§ Exercise aim: The line containing "pane in this photo." marks where to begin; quote it and every line after it through the end of the data, exactly as written.

§ Source data:
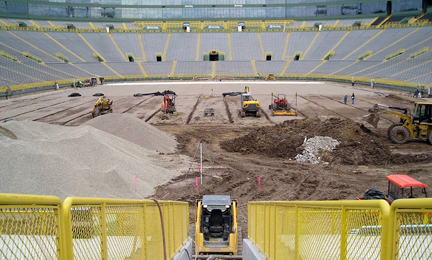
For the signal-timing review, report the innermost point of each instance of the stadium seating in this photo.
(382, 53)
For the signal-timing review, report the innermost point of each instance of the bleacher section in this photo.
(153, 43)
(299, 41)
(325, 41)
(213, 41)
(182, 47)
(73, 43)
(245, 46)
(128, 43)
(186, 49)
(274, 42)
(194, 68)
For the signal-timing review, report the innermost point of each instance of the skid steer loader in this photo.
(415, 126)
(102, 106)
(216, 229)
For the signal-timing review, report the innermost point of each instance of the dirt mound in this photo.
(357, 145)
(77, 161)
(135, 131)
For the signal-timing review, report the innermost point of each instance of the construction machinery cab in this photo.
(280, 106)
(422, 112)
(404, 186)
(102, 106)
(249, 106)
(216, 225)
(416, 126)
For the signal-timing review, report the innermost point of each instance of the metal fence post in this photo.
(343, 244)
(103, 233)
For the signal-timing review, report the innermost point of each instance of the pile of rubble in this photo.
(314, 149)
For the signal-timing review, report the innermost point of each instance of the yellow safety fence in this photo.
(42, 227)
(200, 26)
(251, 76)
(342, 229)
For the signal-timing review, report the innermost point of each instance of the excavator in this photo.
(249, 106)
(168, 103)
(102, 106)
(280, 106)
(412, 126)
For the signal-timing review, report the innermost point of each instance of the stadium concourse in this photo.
(241, 149)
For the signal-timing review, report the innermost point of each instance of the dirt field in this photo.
(245, 149)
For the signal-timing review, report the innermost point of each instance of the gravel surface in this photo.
(79, 161)
(136, 131)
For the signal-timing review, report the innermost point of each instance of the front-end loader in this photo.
(280, 106)
(102, 106)
(412, 126)
(249, 106)
(216, 230)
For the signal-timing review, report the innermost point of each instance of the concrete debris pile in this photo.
(82, 161)
(315, 148)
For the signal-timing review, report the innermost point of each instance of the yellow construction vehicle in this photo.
(216, 229)
(270, 77)
(102, 106)
(280, 106)
(415, 126)
(249, 106)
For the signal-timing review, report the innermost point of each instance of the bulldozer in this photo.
(280, 106)
(101, 107)
(249, 106)
(270, 77)
(216, 230)
(412, 126)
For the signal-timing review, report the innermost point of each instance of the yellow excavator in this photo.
(102, 106)
(412, 126)
(216, 230)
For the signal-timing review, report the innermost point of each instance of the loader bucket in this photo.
(372, 119)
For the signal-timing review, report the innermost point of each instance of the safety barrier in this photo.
(28, 87)
(90, 228)
(411, 229)
(201, 26)
(319, 230)
(342, 229)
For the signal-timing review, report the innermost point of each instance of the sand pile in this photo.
(76, 161)
(136, 131)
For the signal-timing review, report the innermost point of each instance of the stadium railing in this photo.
(385, 83)
(202, 26)
(342, 229)
(83, 228)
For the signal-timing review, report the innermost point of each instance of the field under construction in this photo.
(239, 151)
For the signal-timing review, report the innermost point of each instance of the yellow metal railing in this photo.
(200, 26)
(411, 229)
(89, 228)
(30, 227)
(320, 229)
(289, 76)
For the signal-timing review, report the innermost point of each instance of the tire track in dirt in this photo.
(366, 111)
(130, 108)
(193, 110)
(55, 113)
(32, 111)
(228, 111)
(324, 108)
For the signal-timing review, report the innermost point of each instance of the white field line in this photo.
(218, 83)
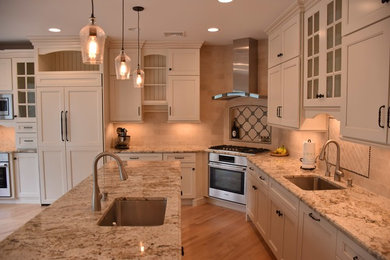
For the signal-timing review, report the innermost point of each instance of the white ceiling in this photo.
(20, 19)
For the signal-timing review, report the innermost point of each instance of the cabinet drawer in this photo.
(349, 250)
(285, 197)
(182, 157)
(26, 141)
(140, 156)
(26, 128)
(258, 174)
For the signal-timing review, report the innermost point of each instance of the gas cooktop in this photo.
(240, 149)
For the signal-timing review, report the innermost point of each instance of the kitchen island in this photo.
(68, 228)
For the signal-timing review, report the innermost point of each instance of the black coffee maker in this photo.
(123, 139)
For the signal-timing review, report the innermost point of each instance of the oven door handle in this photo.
(229, 167)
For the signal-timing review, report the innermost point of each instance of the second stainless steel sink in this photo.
(129, 211)
(312, 182)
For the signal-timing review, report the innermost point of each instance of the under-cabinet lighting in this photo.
(213, 29)
(54, 29)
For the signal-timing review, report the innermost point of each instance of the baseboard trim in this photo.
(226, 204)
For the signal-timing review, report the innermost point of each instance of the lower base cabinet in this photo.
(188, 167)
(291, 228)
(283, 225)
(26, 177)
(317, 237)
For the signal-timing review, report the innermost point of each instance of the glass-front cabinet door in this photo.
(24, 80)
(322, 69)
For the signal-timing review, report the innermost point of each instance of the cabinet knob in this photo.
(380, 117)
(314, 218)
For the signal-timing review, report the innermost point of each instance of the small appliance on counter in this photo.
(123, 139)
(309, 156)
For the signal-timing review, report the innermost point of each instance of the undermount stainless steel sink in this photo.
(128, 211)
(312, 183)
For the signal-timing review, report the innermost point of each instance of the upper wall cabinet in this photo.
(366, 110)
(5, 75)
(182, 62)
(360, 13)
(284, 43)
(322, 67)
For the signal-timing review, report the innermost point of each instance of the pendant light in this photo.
(92, 39)
(122, 61)
(138, 74)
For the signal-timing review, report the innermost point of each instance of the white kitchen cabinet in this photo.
(183, 62)
(140, 156)
(360, 13)
(322, 52)
(188, 172)
(26, 177)
(5, 75)
(366, 112)
(284, 43)
(69, 136)
(283, 93)
(24, 89)
(183, 96)
(125, 101)
(317, 237)
(258, 199)
(283, 227)
(349, 250)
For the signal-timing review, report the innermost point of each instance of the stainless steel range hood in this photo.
(244, 70)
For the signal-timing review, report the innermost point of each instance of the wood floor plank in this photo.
(213, 232)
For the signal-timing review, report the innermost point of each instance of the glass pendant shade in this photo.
(122, 66)
(138, 77)
(92, 39)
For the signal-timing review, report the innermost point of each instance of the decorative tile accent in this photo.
(353, 157)
(251, 122)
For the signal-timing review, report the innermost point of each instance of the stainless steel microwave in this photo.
(6, 107)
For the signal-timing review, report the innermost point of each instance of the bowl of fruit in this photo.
(280, 151)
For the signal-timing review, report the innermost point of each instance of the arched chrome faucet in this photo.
(337, 172)
(96, 195)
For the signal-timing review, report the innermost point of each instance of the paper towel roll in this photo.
(309, 152)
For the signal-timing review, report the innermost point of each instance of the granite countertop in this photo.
(67, 229)
(362, 215)
(161, 149)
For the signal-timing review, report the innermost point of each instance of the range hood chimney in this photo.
(244, 70)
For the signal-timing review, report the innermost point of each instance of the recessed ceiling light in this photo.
(54, 30)
(213, 29)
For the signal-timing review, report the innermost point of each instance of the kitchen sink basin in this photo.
(128, 211)
(312, 183)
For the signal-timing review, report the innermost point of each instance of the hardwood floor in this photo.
(13, 216)
(213, 232)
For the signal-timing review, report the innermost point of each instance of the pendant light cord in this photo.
(123, 21)
(92, 14)
(138, 41)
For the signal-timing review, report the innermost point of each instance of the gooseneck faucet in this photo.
(337, 172)
(96, 195)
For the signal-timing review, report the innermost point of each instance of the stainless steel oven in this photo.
(6, 107)
(5, 182)
(227, 177)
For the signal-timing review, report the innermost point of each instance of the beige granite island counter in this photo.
(362, 215)
(68, 228)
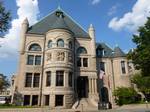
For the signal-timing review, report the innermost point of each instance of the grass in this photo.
(5, 106)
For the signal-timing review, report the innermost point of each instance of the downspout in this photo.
(112, 66)
(42, 71)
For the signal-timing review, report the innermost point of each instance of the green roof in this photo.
(108, 52)
(118, 52)
(57, 20)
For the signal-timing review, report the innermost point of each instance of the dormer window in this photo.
(60, 43)
(35, 47)
(81, 50)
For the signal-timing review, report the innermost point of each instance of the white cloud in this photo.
(95, 2)
(113, 9)
(132, 20)
(9, 44)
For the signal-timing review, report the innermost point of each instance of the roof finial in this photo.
(116, 45)
(59, 7)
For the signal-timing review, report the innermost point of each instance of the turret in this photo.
(92, 35)
(24, 28)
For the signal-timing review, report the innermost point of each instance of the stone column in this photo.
(95, 82)
(32, 80)
(66, 73)
(90, 86)
(53, 77)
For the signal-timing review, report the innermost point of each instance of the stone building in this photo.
(60, 63)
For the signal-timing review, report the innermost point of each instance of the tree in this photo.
(4, 19)
(141, 58)
(125, 95)
(141, 55)
(4, 83)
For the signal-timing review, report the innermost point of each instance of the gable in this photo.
(52, 22)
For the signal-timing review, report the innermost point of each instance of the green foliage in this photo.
(4, 18)
(125, 95)
(143, 83)
(4, 83)
(141, 55)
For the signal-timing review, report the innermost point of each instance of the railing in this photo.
(5, 93)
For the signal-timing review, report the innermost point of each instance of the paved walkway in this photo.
(126, 108)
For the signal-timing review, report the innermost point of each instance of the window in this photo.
(35, 100)
(79, 62)
(28, 81)
(46, 100)
(102, 66)
(49, 44)
(26, 100)
(36, 80)
(37, 60)
(70, 45)
(48, 78)
(60, 43)
(123, 67)
(35, 47)
(70, 79)
(59, 78)
(34, 60)
(82, 62)
(30, 60)
(81, 50)
(100, 52)
(85, 62)
(59, 100)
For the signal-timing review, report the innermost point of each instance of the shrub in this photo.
(125, 95)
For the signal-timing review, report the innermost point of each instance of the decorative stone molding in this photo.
(60, 56)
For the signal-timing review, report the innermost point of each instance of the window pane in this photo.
(47, 100)
(35, 100)
(70, 79)
(123, 67)
(59, 100)
(99, 52)
(28, 81)
(60, 43)
(79, 62)
(48, 79)
(37, 60)
(102, 66)
(85, 62)
(30, 60)
(36, 80)
(26, 100)
(35, 47)
(60, 78)
(81, 50)
(50, 44)
(70, 45)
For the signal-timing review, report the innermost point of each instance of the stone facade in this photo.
(58, 69)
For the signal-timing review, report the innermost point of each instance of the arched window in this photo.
(60, 43)
(49, 44)
(104, 94)
(81, 50)
(35, 47)
(70, 45)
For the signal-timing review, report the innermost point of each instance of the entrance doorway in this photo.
(82, 87)
(59, 100)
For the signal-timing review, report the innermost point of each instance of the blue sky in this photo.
(115, 21)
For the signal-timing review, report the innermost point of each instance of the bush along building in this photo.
(62, 66)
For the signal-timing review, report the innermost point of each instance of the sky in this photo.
(115, 21)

§ Exercise answer:
For the signal-timing review, report the innermost point of each instance of the window pane in this photo.
(47, 100)
(35, 100)
(70, 79)
(123, 67)
(59, 100)
(99, 52)
(28, 81)
(60, 43)
(79, 62)
(48, 79)
(37, 60)
(102, 66)
(85, 62)
(30, 60)
(36, 80)
(26, 100)
(35, 47)
(60, 78)
(81, 50)
(50, 44)
(70, 45)
For the signal-timing review, report the innermost point of each instance of the stone facade in this photo.
(58, 69)
For the signal-timing review, report the innermost point of each instance of the arched window in this photo.
(60, 43)
(49, 44)
(104, 94)
(81, 50)
(35, 47)
(70, 45)
For the signal-timing review, report the innermost point of each instance of the entrance doorway in this photo.
(82, 87)
(59, 100)
For the signal-timing review, report the innermost point of each instance of the blue sky in this photo.
(115, 21)
For the signal-timing review, report the innermost point of each instance of the bush along building in this photo.
(62, 66)
For the signal-timing review, report the innermost point of each instance of the sky in this photo.
(115, 21)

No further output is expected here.